- WRITTEN EXERCISE:
Reproduce the data below in full and exclude every picture.

------ ENTRIES

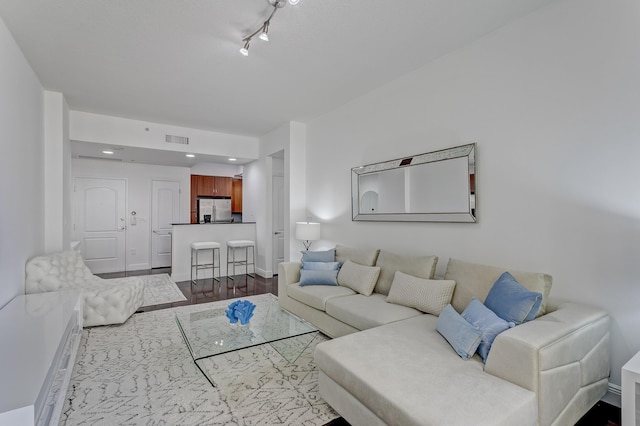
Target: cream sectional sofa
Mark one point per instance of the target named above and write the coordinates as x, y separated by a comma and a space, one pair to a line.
391, 365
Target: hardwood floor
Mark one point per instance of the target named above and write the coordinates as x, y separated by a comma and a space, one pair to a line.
602, 414
208, 290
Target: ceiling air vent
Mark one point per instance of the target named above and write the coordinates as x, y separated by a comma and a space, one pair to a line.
91, 157
182, 140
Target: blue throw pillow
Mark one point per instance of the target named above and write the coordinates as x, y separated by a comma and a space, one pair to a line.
311, 277
488, 322
319, 256
462, 336
321, 266
511, 301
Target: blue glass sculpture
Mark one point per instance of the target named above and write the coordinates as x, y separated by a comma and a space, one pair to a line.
241, 310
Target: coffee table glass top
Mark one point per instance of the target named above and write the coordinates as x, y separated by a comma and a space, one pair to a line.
209, 332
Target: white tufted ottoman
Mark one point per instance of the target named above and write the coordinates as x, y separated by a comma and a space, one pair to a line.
105, 301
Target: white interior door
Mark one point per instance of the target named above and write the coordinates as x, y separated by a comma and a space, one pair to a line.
165, 201
100, 223
278, 221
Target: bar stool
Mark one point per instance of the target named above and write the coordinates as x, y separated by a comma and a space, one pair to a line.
197, 247
234, 245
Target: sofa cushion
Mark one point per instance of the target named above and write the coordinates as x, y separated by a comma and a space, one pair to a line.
511, 301
363, 312
358, 277
316, 296
321, 266
463, 336
488, 322
318, 256
430, 296
318, 277
389, 263
474, 280
413, 377
362, 256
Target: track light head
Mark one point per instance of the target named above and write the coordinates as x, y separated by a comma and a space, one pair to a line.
264, 34
245, 49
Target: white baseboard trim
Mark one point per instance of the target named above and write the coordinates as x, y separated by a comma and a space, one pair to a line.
207, 274
180, 277
264, 273
613, 395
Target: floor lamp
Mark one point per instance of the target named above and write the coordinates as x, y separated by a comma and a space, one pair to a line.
307, 232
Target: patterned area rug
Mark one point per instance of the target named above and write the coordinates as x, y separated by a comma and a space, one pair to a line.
141, 373
160, 289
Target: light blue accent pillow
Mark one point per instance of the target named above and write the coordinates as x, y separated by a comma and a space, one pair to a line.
311, 277
488, 322
462, 336
319, 256
321, 266
511, 301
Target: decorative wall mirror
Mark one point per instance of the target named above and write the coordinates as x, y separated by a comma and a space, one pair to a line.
437, 186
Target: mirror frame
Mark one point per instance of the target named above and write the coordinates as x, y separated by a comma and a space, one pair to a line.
468, 216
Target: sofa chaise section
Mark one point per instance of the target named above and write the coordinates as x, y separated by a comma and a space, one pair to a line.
388, 364
106, 301
404, 373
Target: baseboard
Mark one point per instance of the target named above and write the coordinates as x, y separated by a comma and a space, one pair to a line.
180, 277
138, 266
613, 395
264, 273
207, 274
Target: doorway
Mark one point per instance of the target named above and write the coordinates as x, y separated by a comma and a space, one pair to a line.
278, 221
100, 225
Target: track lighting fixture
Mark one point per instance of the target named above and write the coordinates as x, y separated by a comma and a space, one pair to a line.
264, 28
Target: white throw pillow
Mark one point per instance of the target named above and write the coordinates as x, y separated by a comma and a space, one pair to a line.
358, 277
430, 296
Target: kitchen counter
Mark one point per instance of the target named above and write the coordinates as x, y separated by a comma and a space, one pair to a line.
213, 223
183, 236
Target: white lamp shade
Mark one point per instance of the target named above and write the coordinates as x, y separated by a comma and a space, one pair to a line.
307, 231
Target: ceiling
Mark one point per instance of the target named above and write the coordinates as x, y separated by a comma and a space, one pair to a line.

------------

- EXERCISE ANSWER:
Target: cream sectional sofa
Mark one point per instance of the target named above and write the coordinates as x, y separated by a comma and a space, one pair to a line.
391, 365
Target: hardwood floor
Mark one point per instance of the target named above and write the coordinates as x, y separated by a comma and a space, one pair to a line.
602, 414
208, 290
Target: ceiling air vent
Mark one point per instance of the target named above and write the coordinates as x, y separated by a comma and a space, one pair to a line.
91, 157
182, 140
Target: blue throw pillow
Mark one point per instance of the target named above and write the coordinates as x, y separated by a comma and a space, one pair to a line.
311, 277
488, 322
319, 256
462, 336
321, 266
511, 301
Target: blue glass sculpture
Mark one point per instance of the target named above and write the coordinates as x, y separated by a comma and a space, one pair to a line.
241, 310
Target: coffee table glass top
Mark one point per instance of the target named above and write the coordinates as x, y separated by a comma and a space, one pair to a line.
209, 332
Target: white tufted ottoman
Mark one point per instance of the target named above and write the coordinates as x, y separated by a comma and a space, one pair to a line.
105, 301
Target: white interior door
Mark one point per instance of the target named above and write the coordinates as x, y separated by a comma and a space, one pair to a line.
165, 201
100, 223
278, 221
Target: bar stool
Mark one point per instance of the target named above and write the coordinates as x, y separated by a comma and a space, one pair to a line.
197, 247
234, 245
Target: sofa cushion
Mark one point per instance of the target named above and write the coordinates as x, y separated by a comma and a space, one pair to a line.
511, 301
363, 312
358, 277
316, 296
321, 266
463, 336
488, 322
318, 256
430, 296
318, 277
389, 263
474, 280
413, 377
362, 256
Target: track light head
Mark one point per instance of the target named above and write the coordinates as x, y separated by a comma and a space, one pair to a line.
264, 34
245, 49
Target: white baseboard trim
Mark one point per instance of the target named above and write the coordinates as x, y separated by a comma and a space, one pair to a line.
207, 274
180, 277
264, 273
613, 395
Target: floor lamp
Mark one point per instance of the target named above and write the coordinates as x, y separated by a comma and a space, one pair to a line.
307, 232
Target: patterned area rug
Mark one point per instance of the target named above and write the coordinates as x, y separated by a comma and a space, one pair to a line.
141, 373
160, 289
Target: light blue accent pillow
Mark one point per instance of the target named above and write the coordinates as x, y separated by a comma and a space, one pair to a line.
311, 277
488, 322
462, 336
319, 256
321, 266
511, 301
Target: decorative wall mirror
Mark one point per instance of the target named above and write the coordinates as x, y separated by a comma and a space, one pair to a line.
437, 186
Target: mirror frame
Mark one point per instance of the target named above and write the coordinates as x, y separated by a comma and a space, one pair to a line.
468, 216
Target: sofa chaise section
Mark one point per instance of the target named above and write the coordinates as x, y separated by a comma and a space, one pair to a line.
388, 364
106, 301
404, 373
Target: baseboard
Mark one point per instance of the target named above and write the coordinates as x, y separated by a comma and a space, one pair to a line.
180, 277
138, 266
613, 395
264, 273
207, 274
Target: doorway
Mark one point per instance of the target named above and write the coordinates as x, y separated by a comma and a space, one pair to a line.
278, 221
100, 225
Target: track lighting fixture
Mark one point per instance of the target named above and write the coordinates as x, y separated by a comma and a space, one pair to a line.
264, 28
Target: white throw pillow
Mark one point per instance of the target named above and write the coordinates as x, y separated by a comma and a space, one pair to a line.
358, 277
430, 296
Target: kitchen counter
Mark one point per instance of the target named above and write the coordinates as x, y separated by a comma and a space, one pair to a line.
213, 223
183, 236
Target: white lamp shade
Mark one point per instance of the target named above and write the coordinates as x, y separated by a comma and a space, one pair to a line.
307, 231
Target: ceiling
Mark one point per instance of the target named above and write the coordinates as x, y separated by a comma and a space, one pair to a line.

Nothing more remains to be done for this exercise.